Activity: What you give back should match the records word for word.
[[ Records for the task open ]]
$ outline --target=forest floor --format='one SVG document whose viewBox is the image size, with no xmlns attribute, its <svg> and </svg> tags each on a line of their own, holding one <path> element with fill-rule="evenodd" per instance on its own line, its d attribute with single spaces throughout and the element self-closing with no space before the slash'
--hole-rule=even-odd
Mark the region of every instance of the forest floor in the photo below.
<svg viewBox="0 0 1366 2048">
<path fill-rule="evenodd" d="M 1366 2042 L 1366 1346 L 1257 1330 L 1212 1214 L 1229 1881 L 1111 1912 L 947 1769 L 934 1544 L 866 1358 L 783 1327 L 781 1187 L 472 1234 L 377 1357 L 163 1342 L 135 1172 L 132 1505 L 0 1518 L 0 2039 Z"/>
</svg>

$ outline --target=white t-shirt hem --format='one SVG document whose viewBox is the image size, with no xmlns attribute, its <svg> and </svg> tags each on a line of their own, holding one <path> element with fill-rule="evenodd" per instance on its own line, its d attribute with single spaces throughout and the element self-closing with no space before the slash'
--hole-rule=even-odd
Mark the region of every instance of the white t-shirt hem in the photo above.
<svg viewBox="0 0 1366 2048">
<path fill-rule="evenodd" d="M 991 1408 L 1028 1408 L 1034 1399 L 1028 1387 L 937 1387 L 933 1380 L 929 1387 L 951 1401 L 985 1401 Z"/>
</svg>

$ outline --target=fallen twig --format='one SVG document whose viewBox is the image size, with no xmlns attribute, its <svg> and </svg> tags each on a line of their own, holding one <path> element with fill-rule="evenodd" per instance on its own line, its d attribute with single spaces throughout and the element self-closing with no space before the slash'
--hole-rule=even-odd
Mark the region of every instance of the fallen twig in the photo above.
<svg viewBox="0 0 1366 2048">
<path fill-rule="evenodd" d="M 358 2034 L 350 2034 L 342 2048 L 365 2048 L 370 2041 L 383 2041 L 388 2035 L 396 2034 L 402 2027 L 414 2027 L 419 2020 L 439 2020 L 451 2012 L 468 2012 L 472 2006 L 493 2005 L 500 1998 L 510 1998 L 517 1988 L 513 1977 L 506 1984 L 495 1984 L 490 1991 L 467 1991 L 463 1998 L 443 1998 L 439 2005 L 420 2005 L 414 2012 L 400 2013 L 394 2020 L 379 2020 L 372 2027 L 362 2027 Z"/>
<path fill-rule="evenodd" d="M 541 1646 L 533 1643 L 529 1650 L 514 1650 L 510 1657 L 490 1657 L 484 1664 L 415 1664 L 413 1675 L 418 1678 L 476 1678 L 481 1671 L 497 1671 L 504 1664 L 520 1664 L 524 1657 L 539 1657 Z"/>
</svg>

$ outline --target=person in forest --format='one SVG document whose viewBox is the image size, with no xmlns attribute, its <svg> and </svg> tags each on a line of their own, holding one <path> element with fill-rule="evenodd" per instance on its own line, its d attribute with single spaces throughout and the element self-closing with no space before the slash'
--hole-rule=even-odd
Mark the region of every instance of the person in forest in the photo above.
[[ Records for the task closed ]]
Response to the exercise:
$ outline --target=forest floor --format='one SVG document whose viewBox is the image size, with no xmlns attribute, its <svg> and </svg> tags each on a line of their own, holding one <path> element with fill-rule="evenodd" per instance on its own line, its d attribute with single spaces throughout and the element self-closing with no space before the slash'
--hole-rule=even-odd
Mark the region of every instance of the forest floor in the photo below.
<svg viewBox="0 0 1366 2048">
<path fill-rule="evenodd" d="M 1366 2042 L 1366 1346 L 1257 1330 L 1212 1214 L 1229 1881 L 1111 1912 L 947 1769 L 934 1544 L 866 1358 L 783 1327 L 781 1187 L 472 1234 L 377 1357 L 163 1342 L 135 1172 L 132 1505 L 0 1518 L 0 2039 Z"/>
</svg>

$ outline --target=white t-shirt hem --format='one SVG document whose viewBox is the image size, with no xmlns attribute, its <svg> and </svg> tags each on a line of their own, holding one <path> element with fill-rule="evenodd" per instance on its own line, its d attribute with single spaces throughout and the element self-closing with no space before the slash'
--hole-rule=even-odd
Mark the region of every instance of the white t-shirt hem in the photo above.
<svg viewBox="0 0 1366 2048">
<path fill-rule="evenodd" d="M 991 1408 L 1028 1408 L 1034 1399 L 1028 1387 L 937 1387 L 933 1380 L 929 1387 L 951 1401 L 985 1401 Z"/>
</svg>

$ outline --target=fallen twig --format='one SVG document whose viewBox is the image size, with no xmlns attribute, its <svg> and </svg> tags each on a line of their own, holding one <path> element with fill-rule="evenodd" per instance on its own line, its d attribute with single spaces throughout and the element self-closing with no space before the slash'
--hole-rule=even-odd
Mark the region of every instance of the fallen twig in the photo above.
<svg viewBox="0 0 1366 2048">
<path fill-rule="evenodd" d="M 358 2034 L 350 2034 L 342 2048 L 365 2048 L 370 2041 L 383 2041 L 388 2035 L 396 2034 L 402 2027 L 414 2027 L 419 2020 L 439 2020 L 451 2012 L 468 2012 L 472 2006 L 493 2005 L 500 1998 L 510 1998 L 517 1988 L 513 1977 L 506 1984 L 495 1984 L 490 1991 L 467 1991 L 463 1998 L 443 1998 L 439 2005 L 420 2005 L 414 2012 L 400 2013 L 394 2020 L 379 2020 L 372 2027 L 362 2027 Z"/>
<path fill-rule="evenodd" d="M 541 1646 L 533 1643 L 529 1650 L 514 1650 L 510 1657 L 490 1657 L 484 1664 L 415 1664 L 413 1675 L 418 1678 L 476 1678 L 481 1671 L 497 1671 L 504 1664 L 520 1664 L 524 1657 L 539 1657 Z"/>
</svg>

$ outline --target=person in forest --format='one SVG document whose viewBox is the image size, with no xmlns attribute, its <svg> and </svg> tags each on a line of their own, holding one <path> element with fill-rule="evenodd" per instance on its own line, its d attribute with single spaces throughout and the element self-closing with no space before the slash'
--hole-rule=even-odd
Mark the region of every instance of the person in forest in the photo above.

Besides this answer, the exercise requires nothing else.